_GIVEN PROBLEM_: Copy every line word for word, from the very first line down to the line that contains "POLYGON ((241 195, 220", keeping both of those lines too.

_RECORDS FOR THIS EXERCISE_:
# # # #
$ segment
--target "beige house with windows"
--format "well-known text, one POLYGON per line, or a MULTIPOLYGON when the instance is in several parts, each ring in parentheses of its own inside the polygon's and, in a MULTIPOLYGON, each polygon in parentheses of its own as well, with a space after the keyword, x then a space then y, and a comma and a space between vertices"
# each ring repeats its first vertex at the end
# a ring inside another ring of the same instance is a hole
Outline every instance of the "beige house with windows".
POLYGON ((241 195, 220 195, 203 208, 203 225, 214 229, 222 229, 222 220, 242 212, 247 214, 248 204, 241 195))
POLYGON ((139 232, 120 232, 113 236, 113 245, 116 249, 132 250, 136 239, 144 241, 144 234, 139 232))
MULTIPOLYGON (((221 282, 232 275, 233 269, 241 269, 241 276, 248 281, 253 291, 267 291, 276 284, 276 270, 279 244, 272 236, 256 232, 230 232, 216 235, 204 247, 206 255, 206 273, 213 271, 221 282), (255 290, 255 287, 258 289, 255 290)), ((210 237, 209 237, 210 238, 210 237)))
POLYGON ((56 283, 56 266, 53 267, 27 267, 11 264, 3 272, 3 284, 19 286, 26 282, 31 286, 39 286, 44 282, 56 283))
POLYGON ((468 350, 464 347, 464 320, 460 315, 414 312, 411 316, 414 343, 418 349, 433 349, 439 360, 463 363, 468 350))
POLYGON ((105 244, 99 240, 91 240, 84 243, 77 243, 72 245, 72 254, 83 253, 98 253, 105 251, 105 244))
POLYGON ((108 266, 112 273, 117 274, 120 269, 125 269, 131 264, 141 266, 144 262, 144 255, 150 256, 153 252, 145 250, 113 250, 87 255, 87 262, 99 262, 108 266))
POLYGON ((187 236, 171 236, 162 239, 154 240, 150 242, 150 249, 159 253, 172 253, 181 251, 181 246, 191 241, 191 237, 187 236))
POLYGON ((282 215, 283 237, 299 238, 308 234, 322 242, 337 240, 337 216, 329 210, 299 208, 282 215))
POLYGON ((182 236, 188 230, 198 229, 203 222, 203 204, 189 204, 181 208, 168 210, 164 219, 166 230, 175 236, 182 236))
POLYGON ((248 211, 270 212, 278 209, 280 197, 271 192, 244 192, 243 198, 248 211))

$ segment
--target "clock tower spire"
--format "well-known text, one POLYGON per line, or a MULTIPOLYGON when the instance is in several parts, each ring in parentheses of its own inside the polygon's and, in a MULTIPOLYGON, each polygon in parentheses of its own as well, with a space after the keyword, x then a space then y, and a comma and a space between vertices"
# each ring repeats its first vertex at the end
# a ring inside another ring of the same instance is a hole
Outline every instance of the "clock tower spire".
# # # #
_EXERCISE ANSWER_:
$ segment
--target "beige house with windows"
--format "well-known text, one POLYGON per line, or a MULTIPOLYGON when the instance is in several parts, each ring in parentheses of its own inside the polygon's and, in a MULTIPOLYGON, each polygon in parentheses of its own as well, with a space after the keyword, x then a space then y, and a comma and a space between vertices"
# each ring repeats its first vertex at the end
# a ring inside another ring of the same instance is a hole
Outline every instance of the "beige house with windows".
POLYGON ((241 195, 220 195, 203 208, 203 225, 214 229, 222 229, 222 220, 242 212, 247 214, 248 204, 241 195))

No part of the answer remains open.